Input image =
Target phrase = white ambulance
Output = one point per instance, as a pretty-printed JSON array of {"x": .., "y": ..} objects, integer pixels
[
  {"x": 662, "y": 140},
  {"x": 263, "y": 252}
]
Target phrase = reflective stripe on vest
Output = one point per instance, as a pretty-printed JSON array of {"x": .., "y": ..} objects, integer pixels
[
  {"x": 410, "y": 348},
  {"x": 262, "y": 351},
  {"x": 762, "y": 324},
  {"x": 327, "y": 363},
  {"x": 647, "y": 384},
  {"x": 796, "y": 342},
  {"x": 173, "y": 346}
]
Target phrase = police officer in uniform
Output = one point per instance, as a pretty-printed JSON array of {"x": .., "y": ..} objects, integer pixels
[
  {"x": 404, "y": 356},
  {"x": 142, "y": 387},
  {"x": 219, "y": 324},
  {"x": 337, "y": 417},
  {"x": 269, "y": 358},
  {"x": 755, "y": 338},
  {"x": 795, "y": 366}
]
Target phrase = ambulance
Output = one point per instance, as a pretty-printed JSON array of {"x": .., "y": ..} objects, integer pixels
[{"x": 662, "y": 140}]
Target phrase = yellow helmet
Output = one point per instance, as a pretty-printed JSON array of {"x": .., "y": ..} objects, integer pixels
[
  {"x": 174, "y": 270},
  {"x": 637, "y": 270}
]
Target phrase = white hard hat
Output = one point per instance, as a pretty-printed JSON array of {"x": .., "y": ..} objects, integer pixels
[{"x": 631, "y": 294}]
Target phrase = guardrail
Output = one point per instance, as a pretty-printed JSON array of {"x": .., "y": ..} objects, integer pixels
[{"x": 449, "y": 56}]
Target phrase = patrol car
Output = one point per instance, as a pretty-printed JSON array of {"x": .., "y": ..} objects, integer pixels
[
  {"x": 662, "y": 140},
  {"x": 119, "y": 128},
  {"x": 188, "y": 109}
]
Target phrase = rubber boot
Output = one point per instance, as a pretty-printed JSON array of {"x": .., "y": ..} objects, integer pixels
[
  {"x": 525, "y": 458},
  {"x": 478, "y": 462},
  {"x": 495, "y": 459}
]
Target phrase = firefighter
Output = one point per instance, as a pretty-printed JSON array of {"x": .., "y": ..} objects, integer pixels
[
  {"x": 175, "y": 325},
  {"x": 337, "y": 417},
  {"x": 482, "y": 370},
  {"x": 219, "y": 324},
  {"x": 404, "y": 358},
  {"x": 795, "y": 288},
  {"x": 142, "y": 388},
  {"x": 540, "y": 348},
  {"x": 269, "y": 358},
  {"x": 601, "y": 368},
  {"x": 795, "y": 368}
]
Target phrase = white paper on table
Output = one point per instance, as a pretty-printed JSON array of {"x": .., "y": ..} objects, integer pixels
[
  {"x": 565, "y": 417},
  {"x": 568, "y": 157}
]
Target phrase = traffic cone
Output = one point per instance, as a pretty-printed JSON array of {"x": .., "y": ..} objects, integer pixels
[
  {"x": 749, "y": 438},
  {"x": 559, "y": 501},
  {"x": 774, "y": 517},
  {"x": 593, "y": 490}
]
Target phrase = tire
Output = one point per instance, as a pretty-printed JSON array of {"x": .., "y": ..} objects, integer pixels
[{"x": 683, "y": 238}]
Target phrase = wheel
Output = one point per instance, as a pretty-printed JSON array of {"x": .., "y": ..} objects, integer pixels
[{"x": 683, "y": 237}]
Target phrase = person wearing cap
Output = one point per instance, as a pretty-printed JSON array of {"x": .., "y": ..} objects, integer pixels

* EXERCISE TASK:
Using the listing above, retype each line exactly.

* EXERCISE ANSWER:
Input image =
Target phrase = white ambulance
Output = one point per instance, as a pretty-printed JSON array of {"x": .., "y": ..} objects, integer pixels
[
  {"x": 662, "y": 140},
  {"x": 263, "y": 252}
]
Target phrase = reflective stripe on vest
Output = one point per instance, as a pretty-printed JSON array of {"x": .., "y": ..} objects, integer pixels
[
  {"x": 410, "y": 348},
  {"x": 262, "y": 351},
  {"x": 762, "y": 324},
  {"x": 327, "y": 363},
  {"x": 647, "y": 384},
  {"x": 796, "y": 342},
  {"x": 173, "y": 346}
]
Target phrase = police officer in uniform
Output = one point per instance, as a pretty-printed JSON array of {"x": .., "y": ..} objects, integer pixels
[
  {"x": 404, "y": 356},
  {"x": 142, "y": 387},
  {"x": 219, "y": 324},
  {"x": 337, "y": 417},
  {"x": 269, "y": 358},
  {"x": 755, "y": 338},
  {"x": 795, "y": 366}
]
Target phrase = ambulance
Output = one point per instance, as a pretty-printed JSON array of {"x": .., "y": ..} objects, integer pixels
[{"x": 662, "y": 140}]
Target phrase = yellow helmet
Output = one point per instance, as a pretty-printed JSON array of {"x": .., "y": ..} objects, integer pixels
[
  {"x": 174, "y": 270},
  {"x": 637, "y": 270}
]
Target phrase = white hard hat
Output = one point per instance, as a pretty-printed JSON array of {"x": .., "y": ..} objects, integer pixels
[{"x": 631, "y": 294}]
Target phrase = guardrail
Output = one point per instance, as a pretty-printed JSON array of {"x": .., "y": ..} objects, integer pixels
[{"x": 449, "y": 56}]
Target phrase = patrol car
Output = one point per instance, as a pretty-printed JSON array of {"x": .., "y": ..} objects, integer pixels
[
  {"x": 662, "y": 140},
  {"x": 119, "y": 128},
  {"x": 188, "y": 109}
]
Target phrase = rubber boot
Output = one point per instance, as a pretty-printed JSON array of {"x": .., "y": ..} objects, integer pixels
[
  {"x": 525, "y": 458},
  {"x": 478, "y": 462},
  {"x": 495, "y": 459}
]
Target phrase = firefighter
Output = one point per instance, as a pretty-printed JSON array of {"x": .., "y": ..} objects, integer pixels
[
  {"x": 175, "y": 325},
  {"x": 337, "y": 417},
  {"x": 482, "y": 370},
  {"x": 219, "y": 324},
  {"x": 404, "y": 358},
  {"x": 795, "y": 288},
  {"x": 142, "y": 388},
  {"x": 540, "y": 348},
  {"x": 269, "y": 358},
  {"x": 601, "y": 368},
  {"x": 795, "y": 368}
]
Target phrase = white paper on table
Output = one point per instance, as a pretty-printed JSON array of {"x": .., "y": ..} objects, integer pixels
[
  {"x": 565, "y": 417},
  {"x": 568, "y": 157}
]
Target phrase = traffic cone
Output = one point per instance, as a pretty-printed JSON array of {"x": .., "y": ..} objects, integer pixels
[
  {"x": 749, "y": 438},
  {"x": 559, "y": 501},
  {"x": 774, "y": 517},
  {"x": 593, "y": 490}
]
Target phrase = tire
Output = one point per instance, as a pretty-printed JSON array of {"x": .., "y": ..} objects, integer pixels
[{"x": 683, "y": 238}]
Target phrase = wheel
Output = one point per instance, as a pretty-printed JSON array of {"x": .., "y": ..} objects, integer pixels
[{"x": 683, "y": 237}]
Target phrase = person wearing cap
Output = one point per instance, as a pretty-printed JSON array of {"x": .., "y": ..} objects, integer pixels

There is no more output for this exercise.